* [Document segment]:
+---+
PARK CITY, UTAH – JANUARY 19: Emilia Clarke gives an interview during the 2023 Sundance Film Festival “The Pod Generation” Premiere at Eccles Center Theatre on January 19, 2023 in Park City, Utah. (Photo by Jerod Harris/Getty Images)
By Katie Small
In a seemingly seamless utopian future, AI therapists analyze your every mood, nutrition is streamlined through smart devices, nature is delivered to city-dwellers in temperature-controlled time capsules, and young parents can share the responsibilities of carrying a child to term via pods.
But how much of the human experience should be sacrificed for convenience? Rachel (Emilia Clarke) and Alvy (Chiwetel Ejiofor) grapple with this question in The Pod Generation as they pursue busy careers in a spotless apartment full of the convenient trappings of their modern age.
The two have opposing ideas about what constitutes “natural,” especially as it pertains to starting a family. Alvy, a dedicated botanist and lone voice defending the existence of real plants over hologram versions, would prefer a traditional pregnancy, whereas Rachel, a rising tech company executive, is eager to undergo an artificial pregnancy via pod.
A social satire of detachment parenting, Sophie Barthes’ third feature had already earned two awards before its January 19 premiere at the 2023 Sundance Film Festival. In a speech preceding the screening, Bartes explained the inspiration behind The Pod Generation: “Thirteen years ago I came [to Sundance] with my husband and cinematographer Andrij Parekh to present my first feature film, and coincidentally we had just discovered that we were expecting our first child,” she said. “Today we’re coming back with The Pod Generation, which was largely inspired by all the strange dreams I had during this pregnancy.”
Enigmatic dreams lurk ever-present beneath the surface of Barthes’ philosophical sci-fi. Throughout her nontraditional pregnancy, Rachel is plagued continually by bizarre dreams, but her AI therapist assures her that “dreams are not reliable analytical material – that’s so 20th century.” But when it’s revealed that babies born via pod are unable to dream at all, Rachel and Alvy begin to question the cost of commodifying nature.
In a Q&A after the film, Barthes defended the importance of dreams. “I think dreams are the subconscious trying to tell you something…they open a window into your psyche,” she mused. “I’ve learned a lot about myself through my dreams. I cherish dreams.”
Bold and visually striking, The Pod Generation’s lush production design, graceful cinematography, and emotive acting round out a playful, tangible sci-fi that is sure to spark imagination across generations.
+---+
* [Data to examine]:
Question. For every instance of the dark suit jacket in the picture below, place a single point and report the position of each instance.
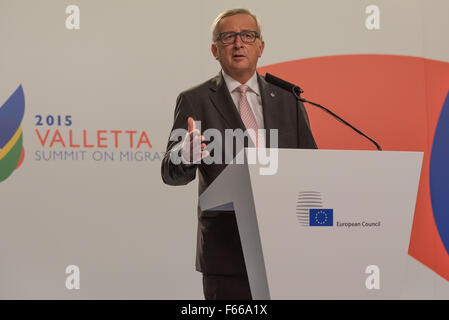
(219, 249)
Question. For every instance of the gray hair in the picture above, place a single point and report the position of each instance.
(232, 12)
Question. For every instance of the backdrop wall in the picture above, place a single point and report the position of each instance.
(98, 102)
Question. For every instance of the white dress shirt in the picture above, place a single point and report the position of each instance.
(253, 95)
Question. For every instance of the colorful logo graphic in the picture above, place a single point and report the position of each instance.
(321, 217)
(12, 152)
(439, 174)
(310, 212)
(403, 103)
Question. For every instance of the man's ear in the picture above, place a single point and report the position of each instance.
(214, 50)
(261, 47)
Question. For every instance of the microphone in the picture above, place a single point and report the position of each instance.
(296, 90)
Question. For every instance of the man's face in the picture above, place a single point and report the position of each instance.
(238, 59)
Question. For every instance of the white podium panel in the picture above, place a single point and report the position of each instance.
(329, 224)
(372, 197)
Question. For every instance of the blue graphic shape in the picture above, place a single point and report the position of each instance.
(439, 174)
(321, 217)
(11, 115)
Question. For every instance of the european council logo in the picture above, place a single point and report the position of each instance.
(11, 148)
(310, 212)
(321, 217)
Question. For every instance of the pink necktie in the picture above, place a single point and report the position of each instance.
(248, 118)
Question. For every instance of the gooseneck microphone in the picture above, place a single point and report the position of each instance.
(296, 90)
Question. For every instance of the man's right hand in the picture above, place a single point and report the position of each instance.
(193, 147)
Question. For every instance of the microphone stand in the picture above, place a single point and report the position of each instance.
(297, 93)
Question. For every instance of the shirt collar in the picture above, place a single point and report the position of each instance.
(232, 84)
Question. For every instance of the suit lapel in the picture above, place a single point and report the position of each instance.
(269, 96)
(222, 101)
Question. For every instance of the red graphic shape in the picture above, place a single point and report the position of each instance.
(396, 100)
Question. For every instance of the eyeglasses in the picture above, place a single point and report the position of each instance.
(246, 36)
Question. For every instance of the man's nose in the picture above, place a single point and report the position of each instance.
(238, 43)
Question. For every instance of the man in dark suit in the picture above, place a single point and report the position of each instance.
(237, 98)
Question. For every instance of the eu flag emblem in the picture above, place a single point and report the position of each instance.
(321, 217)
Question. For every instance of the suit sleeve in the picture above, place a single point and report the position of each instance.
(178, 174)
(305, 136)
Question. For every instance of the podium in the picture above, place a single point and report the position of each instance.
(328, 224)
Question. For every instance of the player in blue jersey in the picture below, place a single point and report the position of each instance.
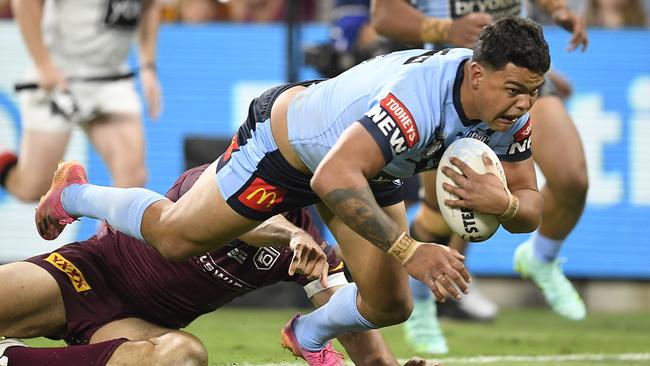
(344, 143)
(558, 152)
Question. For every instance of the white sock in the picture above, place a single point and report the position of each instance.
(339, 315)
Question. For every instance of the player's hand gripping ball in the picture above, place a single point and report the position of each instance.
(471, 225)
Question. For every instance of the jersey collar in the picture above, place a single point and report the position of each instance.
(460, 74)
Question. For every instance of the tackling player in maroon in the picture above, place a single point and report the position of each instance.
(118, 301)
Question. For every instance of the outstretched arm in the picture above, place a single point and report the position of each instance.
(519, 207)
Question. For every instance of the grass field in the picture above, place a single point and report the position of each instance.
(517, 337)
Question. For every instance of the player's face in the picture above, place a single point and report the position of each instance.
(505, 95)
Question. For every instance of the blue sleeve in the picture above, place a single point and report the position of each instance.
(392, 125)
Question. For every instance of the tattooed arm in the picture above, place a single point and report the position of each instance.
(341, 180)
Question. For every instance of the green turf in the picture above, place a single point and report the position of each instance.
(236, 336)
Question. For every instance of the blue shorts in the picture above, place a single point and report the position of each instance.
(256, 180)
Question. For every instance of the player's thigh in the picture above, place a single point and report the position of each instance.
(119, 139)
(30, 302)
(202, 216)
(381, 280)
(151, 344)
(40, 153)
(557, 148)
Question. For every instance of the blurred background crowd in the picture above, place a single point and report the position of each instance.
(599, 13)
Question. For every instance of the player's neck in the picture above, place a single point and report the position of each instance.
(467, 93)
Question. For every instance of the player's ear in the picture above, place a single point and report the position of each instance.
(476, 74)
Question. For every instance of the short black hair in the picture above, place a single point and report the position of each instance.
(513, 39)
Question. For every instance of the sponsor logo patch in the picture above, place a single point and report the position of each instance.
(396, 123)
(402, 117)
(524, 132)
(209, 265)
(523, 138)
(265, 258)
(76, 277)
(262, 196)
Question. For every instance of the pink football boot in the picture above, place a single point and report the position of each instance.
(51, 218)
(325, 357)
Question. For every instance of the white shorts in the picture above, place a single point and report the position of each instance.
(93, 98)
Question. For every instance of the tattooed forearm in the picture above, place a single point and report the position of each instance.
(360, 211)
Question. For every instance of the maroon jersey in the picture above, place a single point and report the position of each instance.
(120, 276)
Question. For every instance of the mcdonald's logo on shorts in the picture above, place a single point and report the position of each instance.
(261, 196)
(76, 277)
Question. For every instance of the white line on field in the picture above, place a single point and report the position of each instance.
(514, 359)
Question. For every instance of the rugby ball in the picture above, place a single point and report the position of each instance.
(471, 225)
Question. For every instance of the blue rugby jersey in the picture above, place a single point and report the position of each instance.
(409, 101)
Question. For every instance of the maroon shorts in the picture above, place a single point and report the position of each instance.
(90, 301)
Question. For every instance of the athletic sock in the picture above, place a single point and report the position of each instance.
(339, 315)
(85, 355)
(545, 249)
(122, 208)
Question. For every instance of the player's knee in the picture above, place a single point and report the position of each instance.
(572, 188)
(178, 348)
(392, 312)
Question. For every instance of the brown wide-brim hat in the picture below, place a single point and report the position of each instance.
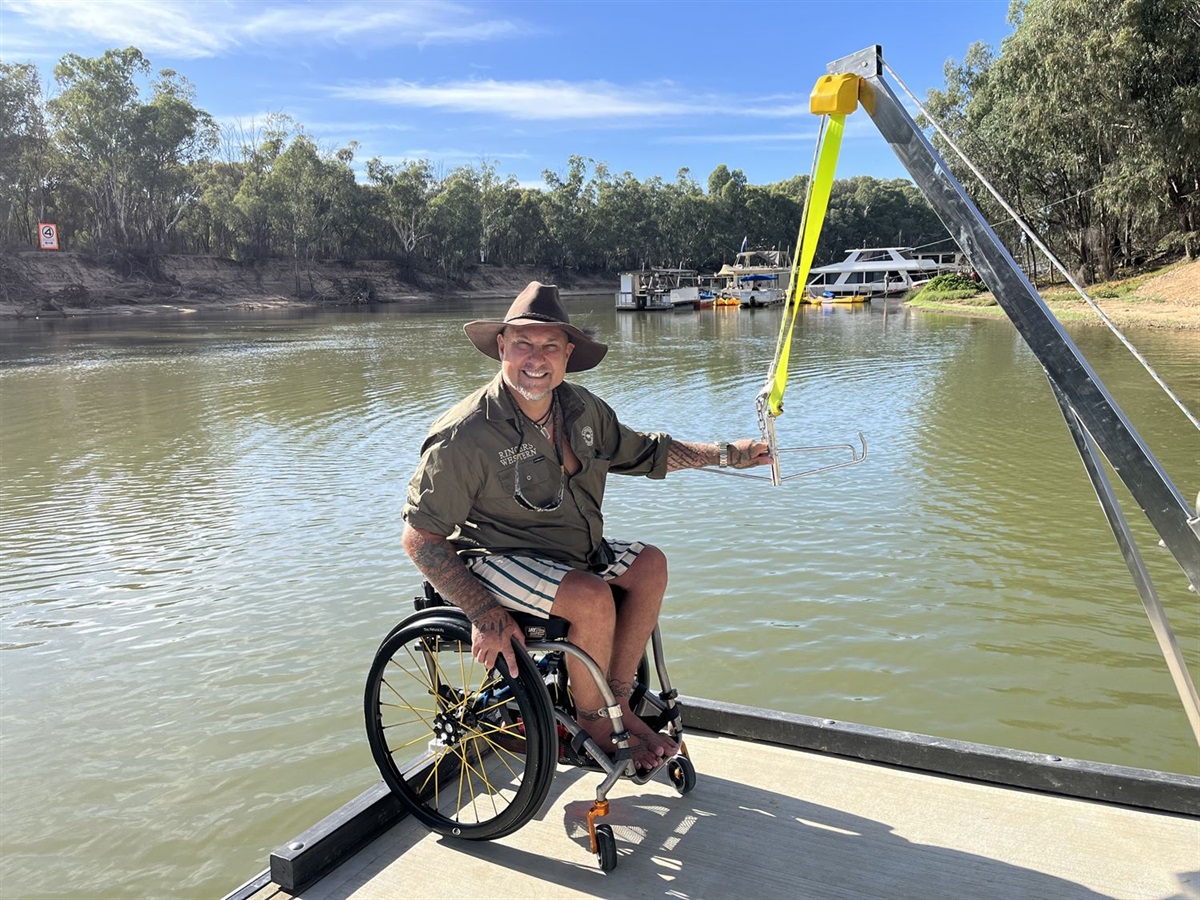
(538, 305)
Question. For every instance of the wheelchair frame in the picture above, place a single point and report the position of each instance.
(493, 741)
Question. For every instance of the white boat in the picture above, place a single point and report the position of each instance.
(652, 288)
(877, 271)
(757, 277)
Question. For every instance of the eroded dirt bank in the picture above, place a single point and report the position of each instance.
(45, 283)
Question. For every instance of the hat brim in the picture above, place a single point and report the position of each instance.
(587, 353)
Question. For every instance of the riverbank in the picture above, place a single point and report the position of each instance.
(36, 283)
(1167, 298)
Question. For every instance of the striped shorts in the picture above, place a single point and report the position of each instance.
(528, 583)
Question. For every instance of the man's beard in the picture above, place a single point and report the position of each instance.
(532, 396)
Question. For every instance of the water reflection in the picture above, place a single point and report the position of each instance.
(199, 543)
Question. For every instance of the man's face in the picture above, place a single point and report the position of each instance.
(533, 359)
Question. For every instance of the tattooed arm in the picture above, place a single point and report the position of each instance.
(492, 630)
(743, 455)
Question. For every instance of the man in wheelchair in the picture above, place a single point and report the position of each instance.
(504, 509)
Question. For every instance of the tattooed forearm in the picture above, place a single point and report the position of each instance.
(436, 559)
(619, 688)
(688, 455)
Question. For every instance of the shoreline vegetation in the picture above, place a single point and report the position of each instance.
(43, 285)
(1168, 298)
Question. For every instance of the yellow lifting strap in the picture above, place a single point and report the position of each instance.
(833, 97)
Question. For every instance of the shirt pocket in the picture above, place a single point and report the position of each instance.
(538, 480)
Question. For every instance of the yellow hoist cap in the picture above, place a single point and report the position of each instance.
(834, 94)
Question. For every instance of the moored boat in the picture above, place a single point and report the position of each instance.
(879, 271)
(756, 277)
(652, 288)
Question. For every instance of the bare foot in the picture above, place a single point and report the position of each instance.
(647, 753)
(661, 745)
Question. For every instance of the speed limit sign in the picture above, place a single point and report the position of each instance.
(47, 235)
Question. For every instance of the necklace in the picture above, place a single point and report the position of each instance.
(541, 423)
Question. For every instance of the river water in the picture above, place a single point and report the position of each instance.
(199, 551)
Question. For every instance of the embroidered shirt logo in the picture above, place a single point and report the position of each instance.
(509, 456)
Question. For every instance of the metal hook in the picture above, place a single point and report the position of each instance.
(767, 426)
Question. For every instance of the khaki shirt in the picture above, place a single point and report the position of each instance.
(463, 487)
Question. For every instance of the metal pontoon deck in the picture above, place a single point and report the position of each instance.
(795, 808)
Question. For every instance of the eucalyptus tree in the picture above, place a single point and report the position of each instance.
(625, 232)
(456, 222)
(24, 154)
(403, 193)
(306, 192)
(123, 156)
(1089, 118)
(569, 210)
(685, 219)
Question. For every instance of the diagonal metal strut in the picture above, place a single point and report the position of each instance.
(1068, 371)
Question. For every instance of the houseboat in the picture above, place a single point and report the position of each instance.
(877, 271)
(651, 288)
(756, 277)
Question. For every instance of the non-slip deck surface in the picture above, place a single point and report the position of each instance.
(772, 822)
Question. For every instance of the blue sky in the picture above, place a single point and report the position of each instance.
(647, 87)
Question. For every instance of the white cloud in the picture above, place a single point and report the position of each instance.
+---+
* [The problem]:
List each feature of the future world that the article on The Pod Generation names in its opening description of a "seemingly seamless utopian future."

* [Answer for this exercise]:
- AI therapists analyze your every mood.
- Nutrition is streamlined through smart devices.
- Nature is delivered to city-dwellers in temperature-controlled time capsules.
- Young parents can share the responsibilities of carrying a child to term via pods.